Source material:
Segment Open
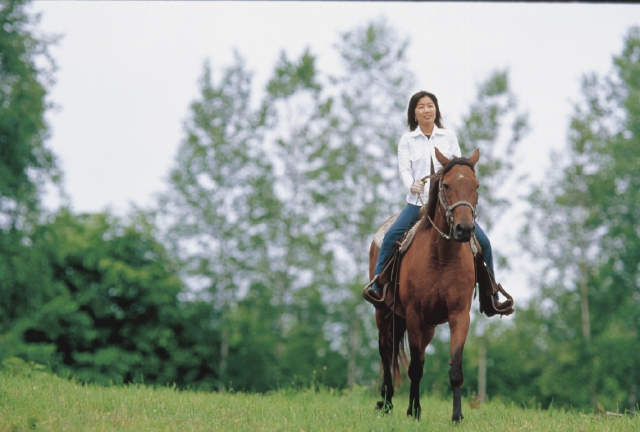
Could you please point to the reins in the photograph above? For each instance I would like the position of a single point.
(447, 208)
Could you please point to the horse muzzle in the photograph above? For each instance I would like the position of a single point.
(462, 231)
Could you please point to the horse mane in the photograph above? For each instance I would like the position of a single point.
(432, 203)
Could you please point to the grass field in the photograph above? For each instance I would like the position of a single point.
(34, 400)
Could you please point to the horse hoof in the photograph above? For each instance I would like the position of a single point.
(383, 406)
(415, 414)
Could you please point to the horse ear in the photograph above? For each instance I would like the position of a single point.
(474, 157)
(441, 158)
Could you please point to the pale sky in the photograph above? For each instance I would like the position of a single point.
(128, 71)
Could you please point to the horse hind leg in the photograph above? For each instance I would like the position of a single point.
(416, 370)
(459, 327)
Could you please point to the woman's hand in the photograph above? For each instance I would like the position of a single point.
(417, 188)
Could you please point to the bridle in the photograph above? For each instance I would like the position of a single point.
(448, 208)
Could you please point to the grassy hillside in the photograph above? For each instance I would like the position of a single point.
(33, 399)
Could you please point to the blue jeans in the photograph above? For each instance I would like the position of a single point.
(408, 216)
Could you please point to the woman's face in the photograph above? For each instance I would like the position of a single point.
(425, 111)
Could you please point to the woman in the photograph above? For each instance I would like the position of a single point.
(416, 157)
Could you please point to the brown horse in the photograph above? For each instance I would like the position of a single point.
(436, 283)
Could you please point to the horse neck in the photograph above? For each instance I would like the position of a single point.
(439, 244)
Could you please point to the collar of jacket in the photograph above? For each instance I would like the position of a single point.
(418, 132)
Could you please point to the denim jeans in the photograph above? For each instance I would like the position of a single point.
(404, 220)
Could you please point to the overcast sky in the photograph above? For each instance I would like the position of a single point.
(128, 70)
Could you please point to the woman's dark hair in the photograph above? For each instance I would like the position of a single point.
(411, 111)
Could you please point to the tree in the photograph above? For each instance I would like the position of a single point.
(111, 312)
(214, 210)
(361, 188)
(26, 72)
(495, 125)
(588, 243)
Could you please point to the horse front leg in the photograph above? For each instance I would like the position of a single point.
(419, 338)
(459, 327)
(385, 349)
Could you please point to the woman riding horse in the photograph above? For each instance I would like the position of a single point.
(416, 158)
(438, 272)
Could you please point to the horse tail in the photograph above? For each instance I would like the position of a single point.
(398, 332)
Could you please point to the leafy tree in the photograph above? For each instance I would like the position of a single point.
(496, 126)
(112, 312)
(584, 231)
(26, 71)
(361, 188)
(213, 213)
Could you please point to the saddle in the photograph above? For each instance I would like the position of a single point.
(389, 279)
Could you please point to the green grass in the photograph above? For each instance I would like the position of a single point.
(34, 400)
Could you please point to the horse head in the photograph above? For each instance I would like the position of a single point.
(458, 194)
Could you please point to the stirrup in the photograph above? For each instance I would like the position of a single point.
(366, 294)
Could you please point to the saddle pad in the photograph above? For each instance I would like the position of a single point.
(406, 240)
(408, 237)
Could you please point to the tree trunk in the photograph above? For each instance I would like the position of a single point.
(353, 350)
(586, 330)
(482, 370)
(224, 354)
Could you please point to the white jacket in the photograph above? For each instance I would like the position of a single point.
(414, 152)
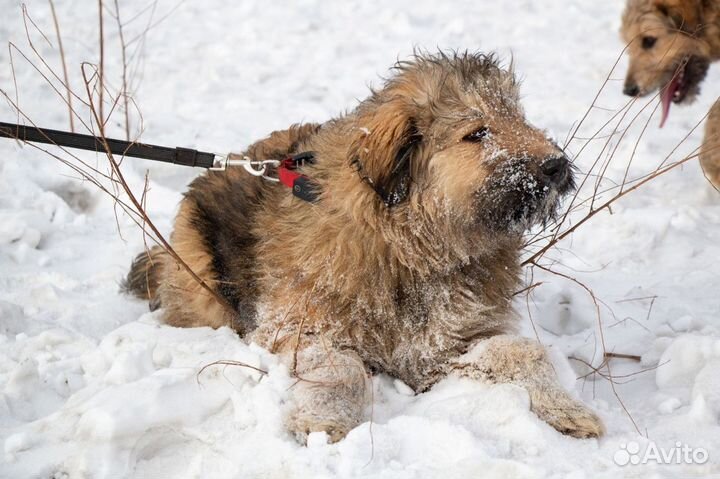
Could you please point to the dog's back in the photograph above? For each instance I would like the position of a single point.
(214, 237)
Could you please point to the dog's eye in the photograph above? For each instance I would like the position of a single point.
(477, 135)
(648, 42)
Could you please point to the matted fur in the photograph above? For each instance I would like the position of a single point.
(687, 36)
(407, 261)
Segment Closed
The problem: What you return must match the data above exactly, with no images included.

Solution:
Could you please point to the reins in the photograph above? For each instance I would like the position of a single point.
(447, 208)
Could you please point to the horse muzzle in the photograph above? For each instance I would like the position of a single point.
(462, 231)
Could you please point to the horse mane in the photograph above? For each instance I would like the position of a single point.
(432, 203)
Could you please point to the grass field in the photograph above? For each instance I would like the position of a single point.
(34, 400)
Could you please point to the horse hoof in the photograph above? For each instance I would like the position of a single point.
(383, 406)
(415, 414)
Could you please point to the horse ear in the photograph above? For each instance I would like the position of a single point.
(474, 157)
(441, 158)
Could you please point to the pale sky in the photograph above? For each instance I would like the position of a single point.
(128, 71)
Could you please point to the horse hind leg in the photograph above? For each instance I would like the position of a single point.
(416, 370)
(459, 327)
Could you please point to the woman's hand in the photograph above? For each instance I would like the position of a single point.
(417, 188)
Could you please point to the bridle in the photograph above? For each instance I would like the position of a single point.
(448, 208)
Could you please point to the grassy hillside in the photograph above? For each instance I would like the position of a single point.
(33, 399)
Could you please point to the blue jeans in the photograph above? For each instance I would like the position of a single point.
(408, 216)
Could you please point to the woman's face in the photograph above? For each instance I would like the position of a single point.
(425, 111)
Could you please point to the woman in the photograph above? For each instance I would like the position of a single point.
(416, 157)
Could you please point to the brown horse in the photograph above? For each instance I would like the position of a single point.
(436, 283)
Could you please point to the horse neck in the photograph above? For each instance I would like the position of a single point.
(439, 244)
Could you please point to the collar of jacket in the photograph above? For each instance I would like the position of a single point.
(418, 132)
Could you please point to the denim jeans in the photograph above? For each instance I would like the position of a single point.
(404, 220)
Could you please point to the overcast sky in the photograph above? For each instance I would like the position of a single point.
(128, 70)
Could you please point to the woman's dark hair in the photograph above? For each instance I would like the position of a single point.
(411, 111)
Could you please point to the tree in the photograph above? For each instance I would like the position of a single point.
(111, 312)
(214, 210)
(361, 188)
(26, 72)
(495, 125)
(588, 243)
Could you please point to the horse front leg in the photograph above? For each instance I would like the position of a single point.
(419, 338)
(459, 327)
(385, 349)
Could you please point to the woman riding horse in the photograph above? For each instance I would like the position of a single point.
(416, 158)
(438, 272)
Could you please point to the horse tail in the photograph above? For each instance I would like the position of a single point.
(398, 332)
Could you please point to the leafy tree in the photograph above? For each instance I would like the position of a single point.
(496, 126)
(112, 312)
(584, 231)
(26, 71)
(361, 188)
(213, 213)
Could you please point to the saddle in the photograph above? For each instance I would like the position of a single point.
(389, 279)
Could you please point to the green grass in the photograph above? For each instance I would like the position of a single point.
(34, 400)
Could you please point to the horse head in the photograph above? For each instance I would like the position of a single point.
(458, 194)
Could you please point to the stirrup in the photograph above? For each instance I would like the position of a single point.
(366, 294)
Could you please point to the saddle pad in the photograph above? For each instance I would like the position of a single point.
(406, 240)
(408, 237)
Could you please point to the tree trunk in the photograph above? For each instance I would like the position of a single point.
(353, 350)
(586, 330)
(482, 370)
(224, 354)
Could you please point to the white jacket in the photograph above? For each instance I would like the position of a single point.
(414, 152)
Could you please point to the dog's back in the photograph above? For each instance I would like the position of a single point.
(214, 237)
Could you please point to the dog's eye in the photograph above? For each instance I would like the position of a single point.
(477, 135)
(648, 42)
Could you please point to the matted fur in the photograph above? For each instance I would like the position of a single point.
(687, 36)
(407, 261)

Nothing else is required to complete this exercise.